### TASK TO COMPLETE
From the first line to the last, print the data exactly as it appears.
————
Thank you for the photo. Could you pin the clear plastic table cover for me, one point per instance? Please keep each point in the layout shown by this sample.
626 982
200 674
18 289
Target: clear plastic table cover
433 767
————
### WRITTEN REPLY
Thank you for the photo. Could you pin the clear plastic table cover for me, one point per instance? Please keep each point in the layout shown by this sample.
626 982
200 674
18 289
Target: clear plastic table cover
433 767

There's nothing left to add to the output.